### Page:
★ ★ ★ ★ ★

Back up your PC Settings to register for Windows 10 ESU

Windows 10 has already reached its end of support on October 14, 2025. The retired OS is getting its first Patch Tuesday update on November 11. However, the update is available only to those who have registered for Windows 10’s Extended Security Updates (ESU) program.

If you haven’t enrolled already, there are three ways by which you can receive security updates on your Windows 10 PC for an additional year, until October 2026.

What is Windows 10 ESU, and who is it for?

Windows 10 had a glorious 10-year run, but as it came to an end, there was widespread backlash from users who didn’t want to be pressured to upgrade to Windows 11. The newer OS also had a bad reputation for not being as stable as its predecessor. Windows 11’s strict minimum requirements were also a hindrance.

Either way, Microsoft responded with the Windows 10 Extended Security Updates (ESU) program, which is a free service, when availed, allowed users to receive critical and important security updates for their Windows 10 PCs, even after the official end-of-support.

Microsoft, of course, wants everyone to use Windows 11, but they also don’t want existing users to switch to other platforms, so ESU was the way to go. Windows 7 also provided extended support like this for three extra years.

But unlike Windows 7 ESU, which was limited to only enterprises, Windows 10 ESUs are available for home users as well. Microsoft calls it Windows 10 Consumer Extended Security Updates. For context, home user is anyone using a PC with a regular Microsoft account or a local account, not a work account.

However, ESUs for commercial users are available for 3 years at $69 USD per device for the first year, with prices doubling every consecutive year, until the end of the third year, which is when support stops altogether.

For home users, Windows 10 ESU is available for only one year, and fortunately, it is free. Well, almost free.

Eligibility for Windows 10 Consumer Extended Security Updates

Windows 10 Consumer ESU program is available for mainstream editions of the OS, including Home, Professional, Pro Education, or Workstation editions.

You’ll need to be on the latest Windows 10 version 22H2, and your device must have an administrator account.

Needless to say, your device shouldn’t have a work account associated with it; otherwise, you might see errors while enrolling for Windows 10 Consumer ESU.

Something went wrong error in Windows 10 ESU

Also, if you happen to be in any European region, you might see a prompt saying that Windows 10 ESU is not available.

Windows 10 ESU Enrollment Coming Soon

Things work as they should for US users, though.

How much does Windows 10 ESU cost for home users?

For regular Windows 10 users, Microsoft offers the Consumer ESU program for free, but with a caveat. The ESU licence itself doesn’t cost anything, but Microsoft demands that you use your PC with a Microsoft account.

Once you do that, ESU activates automatically at no extra cost, and the enrollment lasts one year, ending in October 2026, after which your Windows 10 PC receives no more updates.

The good thing is that you can enroll up to 10 PCs per Microsoft account, which is plenty for a household.

But if you don’t want to sell your soul to Microsoft, and you insist on using a local account on your Windows 10 PC, it will cost you $30 USD. You can, of course, choose not to enroll in Windows 10 ESU and continue using the OS for free, but you wouldn’t get any security updates, and your PC will remain vulnerable.

★ ★ ★ ★ ★

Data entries

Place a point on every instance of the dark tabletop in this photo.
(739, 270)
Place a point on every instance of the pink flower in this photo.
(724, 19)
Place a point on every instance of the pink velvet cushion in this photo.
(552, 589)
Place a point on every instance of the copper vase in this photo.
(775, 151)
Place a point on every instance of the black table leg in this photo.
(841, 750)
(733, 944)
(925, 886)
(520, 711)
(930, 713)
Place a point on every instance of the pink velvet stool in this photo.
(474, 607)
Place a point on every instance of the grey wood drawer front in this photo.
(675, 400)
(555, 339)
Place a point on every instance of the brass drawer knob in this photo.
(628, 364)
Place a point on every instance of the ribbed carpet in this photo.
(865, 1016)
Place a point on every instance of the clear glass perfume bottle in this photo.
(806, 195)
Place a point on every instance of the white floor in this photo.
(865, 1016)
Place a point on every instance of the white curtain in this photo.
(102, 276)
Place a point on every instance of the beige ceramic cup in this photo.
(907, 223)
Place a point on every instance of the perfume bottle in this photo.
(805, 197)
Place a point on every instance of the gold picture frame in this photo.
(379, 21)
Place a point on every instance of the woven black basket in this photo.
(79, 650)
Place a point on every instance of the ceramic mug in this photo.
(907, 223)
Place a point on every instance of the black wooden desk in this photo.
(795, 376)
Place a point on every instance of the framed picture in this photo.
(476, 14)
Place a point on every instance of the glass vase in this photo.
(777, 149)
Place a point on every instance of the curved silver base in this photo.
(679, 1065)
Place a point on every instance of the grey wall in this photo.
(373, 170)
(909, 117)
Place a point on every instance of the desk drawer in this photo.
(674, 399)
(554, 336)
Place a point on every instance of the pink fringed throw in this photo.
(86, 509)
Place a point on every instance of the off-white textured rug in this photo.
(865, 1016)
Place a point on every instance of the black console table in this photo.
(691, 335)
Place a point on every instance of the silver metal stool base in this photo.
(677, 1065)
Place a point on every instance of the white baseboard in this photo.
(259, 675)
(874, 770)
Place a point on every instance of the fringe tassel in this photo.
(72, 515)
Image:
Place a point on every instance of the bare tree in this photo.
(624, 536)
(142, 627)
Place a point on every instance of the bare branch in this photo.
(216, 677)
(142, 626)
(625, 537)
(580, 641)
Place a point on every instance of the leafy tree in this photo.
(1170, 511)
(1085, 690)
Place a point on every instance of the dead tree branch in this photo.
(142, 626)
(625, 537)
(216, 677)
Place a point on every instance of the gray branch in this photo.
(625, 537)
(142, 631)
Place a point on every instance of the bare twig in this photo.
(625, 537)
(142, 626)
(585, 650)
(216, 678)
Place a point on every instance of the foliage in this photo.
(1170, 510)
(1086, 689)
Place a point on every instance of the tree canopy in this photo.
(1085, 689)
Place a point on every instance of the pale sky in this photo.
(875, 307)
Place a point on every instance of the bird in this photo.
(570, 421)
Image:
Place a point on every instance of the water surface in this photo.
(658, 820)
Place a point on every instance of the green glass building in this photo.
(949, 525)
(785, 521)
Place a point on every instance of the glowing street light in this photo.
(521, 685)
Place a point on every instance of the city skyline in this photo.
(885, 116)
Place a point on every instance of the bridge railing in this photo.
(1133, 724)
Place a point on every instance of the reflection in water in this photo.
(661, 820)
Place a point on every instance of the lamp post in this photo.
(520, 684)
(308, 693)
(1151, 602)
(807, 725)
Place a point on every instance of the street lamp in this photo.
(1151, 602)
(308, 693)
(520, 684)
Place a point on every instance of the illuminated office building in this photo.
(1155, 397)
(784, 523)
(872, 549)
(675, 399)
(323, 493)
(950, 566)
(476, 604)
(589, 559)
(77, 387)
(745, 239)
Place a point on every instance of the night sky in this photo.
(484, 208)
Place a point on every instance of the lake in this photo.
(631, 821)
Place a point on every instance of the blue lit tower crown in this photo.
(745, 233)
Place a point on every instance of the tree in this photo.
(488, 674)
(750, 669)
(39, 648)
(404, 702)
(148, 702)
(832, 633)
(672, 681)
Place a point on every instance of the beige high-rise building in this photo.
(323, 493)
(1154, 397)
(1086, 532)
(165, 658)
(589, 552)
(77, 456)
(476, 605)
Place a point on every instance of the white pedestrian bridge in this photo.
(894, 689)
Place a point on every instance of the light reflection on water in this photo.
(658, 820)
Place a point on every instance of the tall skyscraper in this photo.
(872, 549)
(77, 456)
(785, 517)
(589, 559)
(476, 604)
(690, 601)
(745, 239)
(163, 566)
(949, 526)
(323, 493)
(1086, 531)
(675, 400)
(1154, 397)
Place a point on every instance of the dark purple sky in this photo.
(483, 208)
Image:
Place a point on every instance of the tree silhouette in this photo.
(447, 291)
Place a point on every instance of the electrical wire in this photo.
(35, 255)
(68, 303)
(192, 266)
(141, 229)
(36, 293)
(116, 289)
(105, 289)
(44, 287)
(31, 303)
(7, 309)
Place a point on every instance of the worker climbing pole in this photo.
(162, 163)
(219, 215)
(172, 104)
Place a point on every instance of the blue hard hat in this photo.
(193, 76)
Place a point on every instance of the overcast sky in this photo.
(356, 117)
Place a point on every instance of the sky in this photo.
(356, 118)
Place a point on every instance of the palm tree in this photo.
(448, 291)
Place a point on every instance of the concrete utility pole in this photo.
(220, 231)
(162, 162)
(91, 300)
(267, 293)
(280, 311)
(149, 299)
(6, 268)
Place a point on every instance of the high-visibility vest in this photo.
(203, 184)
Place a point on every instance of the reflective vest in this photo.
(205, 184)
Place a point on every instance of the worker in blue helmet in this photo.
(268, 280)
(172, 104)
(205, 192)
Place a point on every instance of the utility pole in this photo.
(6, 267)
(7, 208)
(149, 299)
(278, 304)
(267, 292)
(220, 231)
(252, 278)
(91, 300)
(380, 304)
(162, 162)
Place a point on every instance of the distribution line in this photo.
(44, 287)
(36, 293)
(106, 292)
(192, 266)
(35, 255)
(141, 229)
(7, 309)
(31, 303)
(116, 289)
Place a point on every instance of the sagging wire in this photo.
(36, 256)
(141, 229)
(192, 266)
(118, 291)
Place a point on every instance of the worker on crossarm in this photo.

★ ★ ★ ★ ★

### Exercise aim:
Copy the Windows 10 ESU article from "Windows 10 Consumer ESU program" to "US users, though.", changing "administrator account" to "admin account".

### Problem solution:
Windows 10 Consumer ESU program is available for mainstream editions of the OS, including Home, Professional, Pro Education, or Workstation editions.

You’ll need to be on the latest Windows 10 version 22H2, and your device must have an admin account.

Needless to say, your device shouldn’t have a work account associated with it; otherwise, you might see errors while enrolling for Windows 10 Consumer ESU.

Something went wrong error in Windows 10 ESU

Also, if you happen to be in any European region, you might see a prompt saying that Windows 10 ESU is not available.

Windows 10 ESU Enrollment Coming Soon

Things work as they should for US users, though.